Page extract:
════════
While the invention has been described in conjunction with the preferred embodiment, it is evident that numerous alternatives, modifications, variations and uses will be apparent to those skilled in the art in light of the foregoing description. In particular the method and apparatus of the present invention in not limited to use in the UNIX operating system environment and is not limited to a particular network.
Furthermore, it is apparent to one skilled in the art that method and apparatus presented can be expanded to individually monitor multiple processes concurrently and display such information in a format easily understood by the user.

Claims (28)

1. In a computer system comprising resources such as a centre processing unit (CPU), memory and input/output means, said computer system further comprising an operating system which manages the resources and interfaces processes executing on the computer with the resources, said operating system comprising tables and registers containing information indicative of the status of resources which are used to manage the resources, a method for extracting process performance information on a per-process basis, said method comprising the steps of:: providing on the computer system a network interface means; supplying an operating system module comprising procedures that service remote procedure calls received through the network interface means, said procedures, when executed, retrieving specified information contained in the tables and registers that are used to manage the resources of the computer system; during the execution of the process to be monitored, executing remote procedure calls which invoke the corresponding procedures in the operating system module which service the calls; whereby the process performance information of the monitored process is extracted.
2. The method of claim 1; wherein said procedures that service the remote procedure calls comprise: a procedure that extracts specified information contained in the tables and registers at the beginning of a sample period; and a procedure that extracts specified information contained in the tables and registers at the end of the sample period; said method further comprising the step of computing the difference in the information taken at the beginning of the sample period and the end of the sample period to derive the performance information of the monitored process during the sample period.
3. The method of claim 1 wherein said network interface formats according to the network protocol and transmits messages to a specified device through a network; and receives formatted messages and extracts the message for use by the computer.
4. The method of claim 1 wherein the monitored process is located on a first computer connected to a network through the network interface means; the remote procedure calls are executed by a monitoring process located on a second computer which transmits the remote procedure calls over the network to the network interface means on the first computer; said method further comprising transmitting the retrieved information through the network interface means on the first computer through the network to the second computer; receiving the retrieved information and storing the information on the second computer for subsequent access by a user;; whereby the monitoring process is executing on a computer system separate from the computer system on which the monitored process is executing, thereby minimizing the amount of resource usage on the first computer system required to extract process performance information of the monitored process.
5. The method of claim 4; wherein said procedures that service the remote procedure calls comprise: a procedure that extracts specified information contained in the tables and registers at the beginning of a sample period; and a procedure that extracts specified information contained in the tables and registers at the end of the sample period; said method further comprising the step of said monitoring process computing the difference in the information taken at the beginning of the sample period and the end of the sample period to derive the performance information of the monitored process during the sample period.
════════
Extracted material:

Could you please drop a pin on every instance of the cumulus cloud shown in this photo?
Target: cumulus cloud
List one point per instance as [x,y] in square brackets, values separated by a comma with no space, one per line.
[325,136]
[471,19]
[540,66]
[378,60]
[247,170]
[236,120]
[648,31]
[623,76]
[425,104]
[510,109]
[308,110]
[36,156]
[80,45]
════════
To be done:
1/ According to the patent extract, which operating system environment is the invention said not to be limited to?
2/ Reproduce the part of the patent extract starting at "While the invention" and ending at "by the user.".

Solutions per task:
1/ The UNIX operating system environment.

2/
While the invention has been described in conjunction with the preferred embodiment, it is evident that numerous alternatives, modifications, variations and uses will be apparent to those skilled in the art in light of the foregoing description. In particular the method and apparatus of the present invention in not limited to use in the UNIX operating system environment and is not limited to a particular network.
Furthermore, it is apparent to one skilled in the art that method and apparatus presented can be expanded to individually monitor multiple processes concurrently and display such information in a format easily understood by the user.